Passage given:
%%

Hong Kong’s Jumbo Floating Restaurant upside down and trapped on a reefjessie tan
Hong Kong’s Jumbo Floating Restaurant has got stuck on a reef in the South China Sea where it capsized in June, but posed no threat to other vessels, according to the mainland Chinese maritime authorities investigating the incident.
A duty officer at the Hainan Maritime Safety Administration on Wednesday (Aug 3) said the floating restaurant was still near the Paracel Islands, known as the Xisha Islands in China, where it had capsized in rough seas in June while en route to its new home in Cambodia.
“We are still looking into the incident. The vessel capsized and keeled over, and was trapped on a reef off Sansha [in Hainan]. As far as I know, this is the latest situation,” said the duty officer.
“We cannot say for sure how much longer the investigation will take. It is being conducted in accordance with the relevant laws.”
Asked if the wrecked vessel could affect sea traffic, the officer said: “Presently there is no threat to the safety of navigation in the area.”
But the officer declined to discuss the condition of Jumbo or whether authorities would help recover the vessel.

%%

What you have to do: According to the report on the Jumbo Floating Restaurant, why was the vessel near the Paracel Islands when it capsized, and what caused it to capsize? Answer in one to three sentences.

Records from a data source
%%

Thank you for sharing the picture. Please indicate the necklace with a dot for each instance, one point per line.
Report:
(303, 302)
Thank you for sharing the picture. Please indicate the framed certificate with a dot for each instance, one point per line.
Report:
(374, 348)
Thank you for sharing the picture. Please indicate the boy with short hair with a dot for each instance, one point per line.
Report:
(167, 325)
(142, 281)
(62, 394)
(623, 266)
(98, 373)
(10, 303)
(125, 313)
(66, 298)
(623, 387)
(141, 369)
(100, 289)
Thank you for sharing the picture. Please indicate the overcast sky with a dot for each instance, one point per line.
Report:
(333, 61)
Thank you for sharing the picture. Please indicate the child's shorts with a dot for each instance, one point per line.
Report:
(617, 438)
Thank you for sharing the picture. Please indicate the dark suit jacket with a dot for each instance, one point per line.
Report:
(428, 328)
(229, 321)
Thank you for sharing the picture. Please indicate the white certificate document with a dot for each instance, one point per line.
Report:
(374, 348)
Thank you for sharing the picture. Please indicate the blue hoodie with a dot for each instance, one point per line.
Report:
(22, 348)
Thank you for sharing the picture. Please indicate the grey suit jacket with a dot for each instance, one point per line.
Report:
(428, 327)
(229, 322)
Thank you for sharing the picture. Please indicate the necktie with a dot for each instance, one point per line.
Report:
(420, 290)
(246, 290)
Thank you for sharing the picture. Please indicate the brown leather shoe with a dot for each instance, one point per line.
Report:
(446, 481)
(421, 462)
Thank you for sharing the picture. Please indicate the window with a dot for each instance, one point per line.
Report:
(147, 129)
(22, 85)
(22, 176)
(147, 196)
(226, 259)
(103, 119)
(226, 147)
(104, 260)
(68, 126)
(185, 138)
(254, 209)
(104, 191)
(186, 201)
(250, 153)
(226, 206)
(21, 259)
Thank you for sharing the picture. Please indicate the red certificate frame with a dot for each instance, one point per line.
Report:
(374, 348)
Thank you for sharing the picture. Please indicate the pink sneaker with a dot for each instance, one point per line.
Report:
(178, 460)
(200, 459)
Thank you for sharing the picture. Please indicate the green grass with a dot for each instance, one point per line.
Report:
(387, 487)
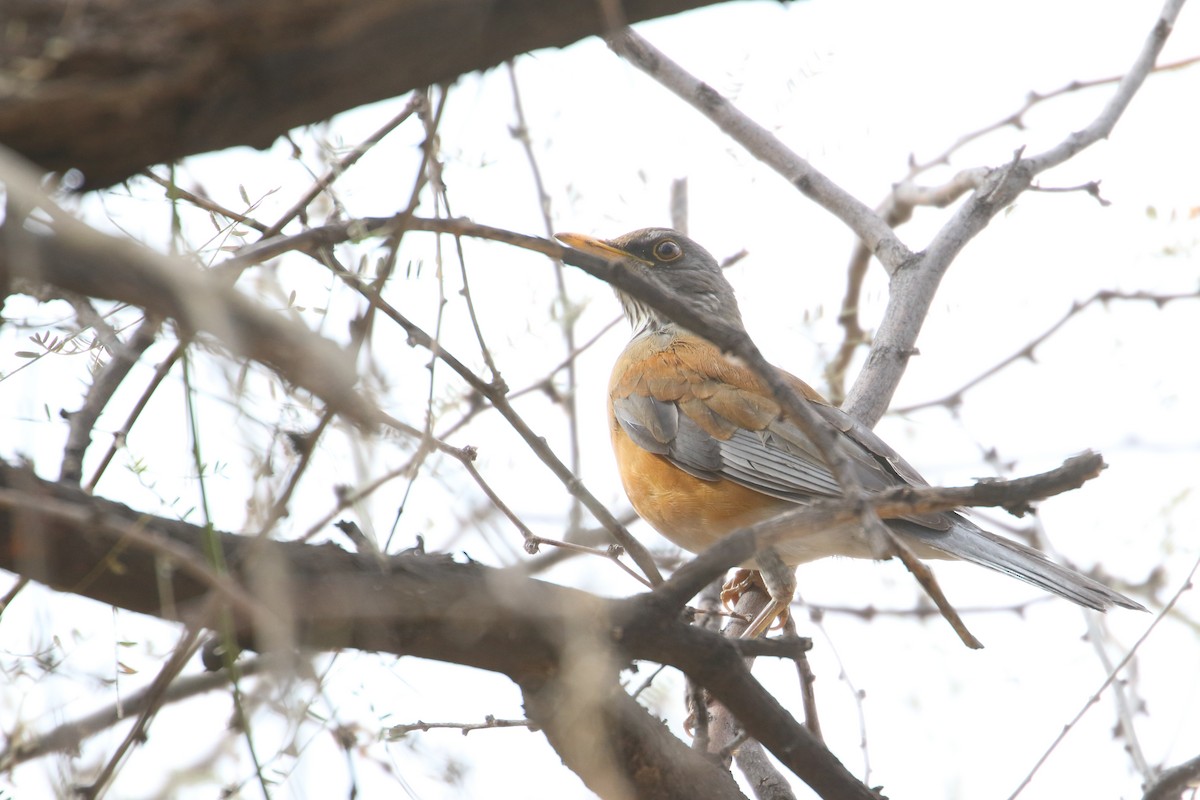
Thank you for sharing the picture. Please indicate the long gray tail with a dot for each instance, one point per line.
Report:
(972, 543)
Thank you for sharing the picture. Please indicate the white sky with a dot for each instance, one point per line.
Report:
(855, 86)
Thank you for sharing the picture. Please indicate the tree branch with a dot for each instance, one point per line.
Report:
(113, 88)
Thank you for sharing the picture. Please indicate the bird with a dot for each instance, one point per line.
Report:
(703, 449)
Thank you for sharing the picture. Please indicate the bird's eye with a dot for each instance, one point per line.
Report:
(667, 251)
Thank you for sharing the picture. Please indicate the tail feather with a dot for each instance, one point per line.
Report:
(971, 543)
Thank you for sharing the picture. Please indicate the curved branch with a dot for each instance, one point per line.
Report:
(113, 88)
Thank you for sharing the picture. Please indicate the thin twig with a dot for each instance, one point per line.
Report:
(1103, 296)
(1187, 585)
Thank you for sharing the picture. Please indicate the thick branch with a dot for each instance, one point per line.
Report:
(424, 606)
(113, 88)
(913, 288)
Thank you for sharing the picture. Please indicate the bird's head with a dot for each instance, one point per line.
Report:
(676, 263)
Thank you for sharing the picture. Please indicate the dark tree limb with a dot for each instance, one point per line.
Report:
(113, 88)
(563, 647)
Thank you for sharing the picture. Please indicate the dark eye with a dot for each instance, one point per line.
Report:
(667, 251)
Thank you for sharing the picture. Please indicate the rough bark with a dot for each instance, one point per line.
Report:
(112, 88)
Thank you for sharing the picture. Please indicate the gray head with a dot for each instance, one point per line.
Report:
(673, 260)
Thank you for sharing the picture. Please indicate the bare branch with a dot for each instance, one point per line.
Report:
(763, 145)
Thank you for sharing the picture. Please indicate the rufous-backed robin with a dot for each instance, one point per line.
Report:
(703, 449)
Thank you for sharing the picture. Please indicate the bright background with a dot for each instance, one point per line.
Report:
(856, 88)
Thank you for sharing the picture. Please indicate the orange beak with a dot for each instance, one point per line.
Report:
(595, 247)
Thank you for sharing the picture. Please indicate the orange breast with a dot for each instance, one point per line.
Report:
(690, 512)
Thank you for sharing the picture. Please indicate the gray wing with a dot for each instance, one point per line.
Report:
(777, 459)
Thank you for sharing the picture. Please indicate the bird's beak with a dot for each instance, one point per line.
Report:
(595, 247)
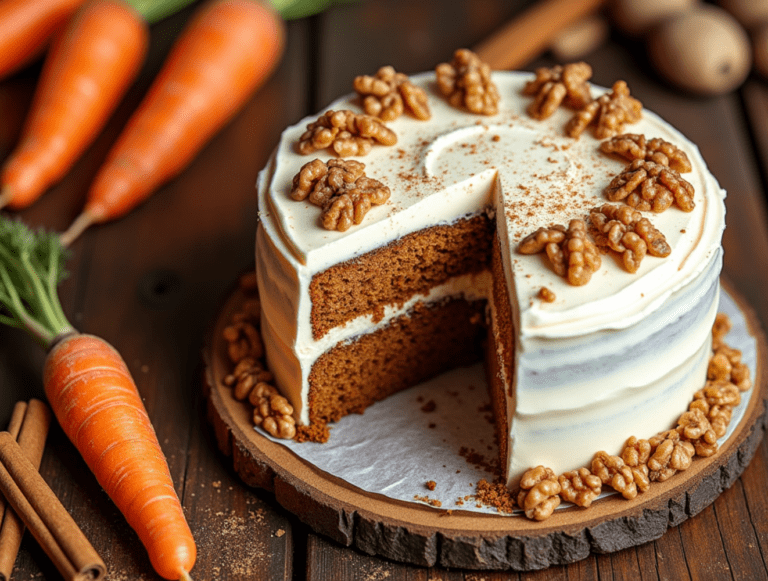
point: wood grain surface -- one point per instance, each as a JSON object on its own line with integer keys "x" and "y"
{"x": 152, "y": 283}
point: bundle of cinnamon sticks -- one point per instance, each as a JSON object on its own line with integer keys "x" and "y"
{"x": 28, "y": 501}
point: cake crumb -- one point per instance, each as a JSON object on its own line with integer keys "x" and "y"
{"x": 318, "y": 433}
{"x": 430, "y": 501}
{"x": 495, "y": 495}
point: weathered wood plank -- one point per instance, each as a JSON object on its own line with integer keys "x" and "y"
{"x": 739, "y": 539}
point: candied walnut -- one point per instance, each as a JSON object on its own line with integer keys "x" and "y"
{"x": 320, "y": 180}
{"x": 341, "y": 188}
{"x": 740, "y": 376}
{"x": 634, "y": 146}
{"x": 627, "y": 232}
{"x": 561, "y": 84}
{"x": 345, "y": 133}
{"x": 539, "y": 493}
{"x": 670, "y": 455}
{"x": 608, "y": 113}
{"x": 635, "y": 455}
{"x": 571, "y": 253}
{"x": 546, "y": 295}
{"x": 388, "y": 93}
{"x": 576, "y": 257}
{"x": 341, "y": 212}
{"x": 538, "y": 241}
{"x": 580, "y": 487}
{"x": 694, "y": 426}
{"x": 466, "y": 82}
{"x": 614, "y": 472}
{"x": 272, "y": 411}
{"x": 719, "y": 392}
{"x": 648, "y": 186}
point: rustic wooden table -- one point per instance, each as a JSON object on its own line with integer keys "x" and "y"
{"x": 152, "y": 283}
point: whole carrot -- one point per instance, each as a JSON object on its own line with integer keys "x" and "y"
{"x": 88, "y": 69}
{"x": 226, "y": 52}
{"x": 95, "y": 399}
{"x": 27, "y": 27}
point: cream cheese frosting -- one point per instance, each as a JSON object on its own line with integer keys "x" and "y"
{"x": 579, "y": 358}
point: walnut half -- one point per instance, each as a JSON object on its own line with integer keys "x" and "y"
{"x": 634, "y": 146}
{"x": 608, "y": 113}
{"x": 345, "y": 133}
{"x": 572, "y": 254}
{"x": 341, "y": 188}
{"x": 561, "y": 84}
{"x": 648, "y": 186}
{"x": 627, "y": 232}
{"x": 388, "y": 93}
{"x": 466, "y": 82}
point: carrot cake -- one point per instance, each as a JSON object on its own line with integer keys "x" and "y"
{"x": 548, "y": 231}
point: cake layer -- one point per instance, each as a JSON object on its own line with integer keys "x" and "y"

%%
%%

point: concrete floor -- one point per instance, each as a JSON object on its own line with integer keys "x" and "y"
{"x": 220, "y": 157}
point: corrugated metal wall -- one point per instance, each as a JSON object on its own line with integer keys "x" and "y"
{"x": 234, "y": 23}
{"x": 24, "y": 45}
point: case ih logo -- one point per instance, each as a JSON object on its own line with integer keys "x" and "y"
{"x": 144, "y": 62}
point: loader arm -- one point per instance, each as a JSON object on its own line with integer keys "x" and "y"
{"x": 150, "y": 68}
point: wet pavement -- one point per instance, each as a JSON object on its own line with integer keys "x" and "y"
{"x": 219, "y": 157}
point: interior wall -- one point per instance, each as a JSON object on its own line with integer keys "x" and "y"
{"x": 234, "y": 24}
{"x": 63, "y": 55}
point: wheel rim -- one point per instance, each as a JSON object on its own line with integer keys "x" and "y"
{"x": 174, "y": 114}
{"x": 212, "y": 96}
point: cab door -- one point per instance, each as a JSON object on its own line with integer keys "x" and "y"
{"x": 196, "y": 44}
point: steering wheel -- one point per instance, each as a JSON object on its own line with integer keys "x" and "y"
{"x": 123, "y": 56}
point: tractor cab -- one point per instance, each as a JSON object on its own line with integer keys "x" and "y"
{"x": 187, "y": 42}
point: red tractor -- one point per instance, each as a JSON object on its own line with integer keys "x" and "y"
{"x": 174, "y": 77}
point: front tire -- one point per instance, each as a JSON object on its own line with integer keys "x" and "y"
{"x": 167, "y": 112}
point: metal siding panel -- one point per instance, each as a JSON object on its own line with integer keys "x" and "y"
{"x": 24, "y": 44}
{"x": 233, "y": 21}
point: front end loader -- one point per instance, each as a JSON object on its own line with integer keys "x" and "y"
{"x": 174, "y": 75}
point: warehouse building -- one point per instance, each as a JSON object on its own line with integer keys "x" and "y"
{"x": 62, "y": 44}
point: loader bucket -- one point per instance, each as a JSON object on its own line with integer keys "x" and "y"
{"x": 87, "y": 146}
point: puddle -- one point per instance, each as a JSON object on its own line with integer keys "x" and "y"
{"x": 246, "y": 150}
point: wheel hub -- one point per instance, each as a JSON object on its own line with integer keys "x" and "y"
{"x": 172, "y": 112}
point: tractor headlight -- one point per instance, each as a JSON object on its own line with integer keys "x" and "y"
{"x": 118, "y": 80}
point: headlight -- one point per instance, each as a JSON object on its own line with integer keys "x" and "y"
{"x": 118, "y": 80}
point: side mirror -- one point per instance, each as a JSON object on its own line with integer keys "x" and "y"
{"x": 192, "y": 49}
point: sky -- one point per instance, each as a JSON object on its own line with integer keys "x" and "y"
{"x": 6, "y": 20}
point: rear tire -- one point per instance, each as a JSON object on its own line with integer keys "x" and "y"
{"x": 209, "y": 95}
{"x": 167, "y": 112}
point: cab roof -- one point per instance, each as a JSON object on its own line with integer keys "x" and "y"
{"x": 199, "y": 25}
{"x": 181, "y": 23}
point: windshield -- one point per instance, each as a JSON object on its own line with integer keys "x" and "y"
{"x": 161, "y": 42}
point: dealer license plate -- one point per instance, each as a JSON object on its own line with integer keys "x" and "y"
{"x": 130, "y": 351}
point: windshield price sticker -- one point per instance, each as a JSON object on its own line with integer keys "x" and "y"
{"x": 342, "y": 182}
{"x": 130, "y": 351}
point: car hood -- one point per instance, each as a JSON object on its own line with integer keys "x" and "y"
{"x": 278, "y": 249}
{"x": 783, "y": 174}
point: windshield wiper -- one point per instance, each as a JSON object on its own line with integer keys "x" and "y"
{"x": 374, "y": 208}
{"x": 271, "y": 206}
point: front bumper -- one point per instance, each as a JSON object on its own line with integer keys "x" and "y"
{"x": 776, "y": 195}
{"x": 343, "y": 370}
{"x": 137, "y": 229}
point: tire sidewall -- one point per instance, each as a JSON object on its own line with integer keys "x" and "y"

%%
%%

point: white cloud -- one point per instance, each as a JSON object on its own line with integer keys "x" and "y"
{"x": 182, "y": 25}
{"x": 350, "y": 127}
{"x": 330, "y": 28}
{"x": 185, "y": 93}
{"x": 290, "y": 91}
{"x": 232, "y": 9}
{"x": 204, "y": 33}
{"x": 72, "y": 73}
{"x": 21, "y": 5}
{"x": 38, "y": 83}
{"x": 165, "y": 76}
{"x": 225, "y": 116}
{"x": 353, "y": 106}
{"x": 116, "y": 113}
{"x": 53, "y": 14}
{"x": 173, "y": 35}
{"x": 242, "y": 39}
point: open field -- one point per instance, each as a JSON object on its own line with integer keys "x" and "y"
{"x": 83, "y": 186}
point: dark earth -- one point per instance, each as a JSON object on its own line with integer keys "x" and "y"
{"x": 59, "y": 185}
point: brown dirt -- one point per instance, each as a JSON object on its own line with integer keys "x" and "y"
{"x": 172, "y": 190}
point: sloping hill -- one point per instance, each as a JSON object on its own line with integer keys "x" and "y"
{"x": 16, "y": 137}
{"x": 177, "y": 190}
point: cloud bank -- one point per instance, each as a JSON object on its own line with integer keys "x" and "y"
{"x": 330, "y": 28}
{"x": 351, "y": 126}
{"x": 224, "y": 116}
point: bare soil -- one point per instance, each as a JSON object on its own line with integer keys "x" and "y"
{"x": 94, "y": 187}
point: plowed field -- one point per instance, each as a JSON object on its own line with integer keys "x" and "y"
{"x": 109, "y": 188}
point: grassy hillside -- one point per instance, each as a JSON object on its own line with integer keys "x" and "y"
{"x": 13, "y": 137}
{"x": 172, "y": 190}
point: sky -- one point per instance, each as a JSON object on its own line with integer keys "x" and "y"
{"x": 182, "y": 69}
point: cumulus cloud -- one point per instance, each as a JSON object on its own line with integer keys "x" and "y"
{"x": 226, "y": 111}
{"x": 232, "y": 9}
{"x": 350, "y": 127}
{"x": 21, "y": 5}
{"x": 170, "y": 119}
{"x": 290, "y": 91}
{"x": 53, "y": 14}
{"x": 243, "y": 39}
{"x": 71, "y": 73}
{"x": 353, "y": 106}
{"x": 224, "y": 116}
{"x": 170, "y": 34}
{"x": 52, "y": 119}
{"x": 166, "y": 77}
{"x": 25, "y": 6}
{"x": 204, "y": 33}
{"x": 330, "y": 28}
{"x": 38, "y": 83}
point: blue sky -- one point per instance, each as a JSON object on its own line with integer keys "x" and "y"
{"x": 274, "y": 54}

%%

Response to this task: The restaurant was passing the Paracel Islands, known in China as the Xisha Islands, on its way to a new home in Cambodia. It capsized there in rough seas in June.